§ **What to produce**:
Check the entries below for lines with "large"; report only how many there are.
◆ ◆ ◆ ◆ ◆
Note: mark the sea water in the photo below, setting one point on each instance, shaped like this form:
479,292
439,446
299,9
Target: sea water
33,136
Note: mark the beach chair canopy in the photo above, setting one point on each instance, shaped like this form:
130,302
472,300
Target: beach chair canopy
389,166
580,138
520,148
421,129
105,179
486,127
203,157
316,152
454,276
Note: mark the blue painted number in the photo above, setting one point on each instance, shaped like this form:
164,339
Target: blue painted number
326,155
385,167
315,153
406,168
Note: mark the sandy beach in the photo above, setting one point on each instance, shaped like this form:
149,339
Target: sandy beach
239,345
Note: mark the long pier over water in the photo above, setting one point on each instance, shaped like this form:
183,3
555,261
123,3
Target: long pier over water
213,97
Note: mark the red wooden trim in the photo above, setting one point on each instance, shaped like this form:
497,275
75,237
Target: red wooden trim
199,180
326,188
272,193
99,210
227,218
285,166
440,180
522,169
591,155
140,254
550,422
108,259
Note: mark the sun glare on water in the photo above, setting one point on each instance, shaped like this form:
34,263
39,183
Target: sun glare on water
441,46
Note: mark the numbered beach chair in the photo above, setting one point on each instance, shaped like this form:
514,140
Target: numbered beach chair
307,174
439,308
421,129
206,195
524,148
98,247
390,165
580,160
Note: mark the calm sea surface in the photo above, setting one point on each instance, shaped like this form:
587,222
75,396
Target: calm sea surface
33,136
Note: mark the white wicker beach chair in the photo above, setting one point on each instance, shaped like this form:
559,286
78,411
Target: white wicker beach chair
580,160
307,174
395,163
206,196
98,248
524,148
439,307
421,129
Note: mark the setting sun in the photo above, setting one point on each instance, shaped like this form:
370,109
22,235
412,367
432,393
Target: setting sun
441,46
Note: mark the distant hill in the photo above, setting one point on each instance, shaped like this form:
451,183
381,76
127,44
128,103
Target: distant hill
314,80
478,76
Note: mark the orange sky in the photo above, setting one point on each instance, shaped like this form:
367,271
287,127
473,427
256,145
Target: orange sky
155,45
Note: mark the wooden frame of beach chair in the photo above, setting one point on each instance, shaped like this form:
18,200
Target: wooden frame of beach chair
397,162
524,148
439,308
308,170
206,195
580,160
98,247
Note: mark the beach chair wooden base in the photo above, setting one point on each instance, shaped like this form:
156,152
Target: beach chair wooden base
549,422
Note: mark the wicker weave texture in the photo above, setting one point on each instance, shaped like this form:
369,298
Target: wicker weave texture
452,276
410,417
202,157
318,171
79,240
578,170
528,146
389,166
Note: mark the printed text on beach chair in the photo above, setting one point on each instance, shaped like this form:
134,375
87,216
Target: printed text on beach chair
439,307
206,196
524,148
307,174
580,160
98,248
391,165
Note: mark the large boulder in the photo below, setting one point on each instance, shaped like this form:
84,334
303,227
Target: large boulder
◆ ◆ ◆ ◆ ◆
§ **Reply**:
2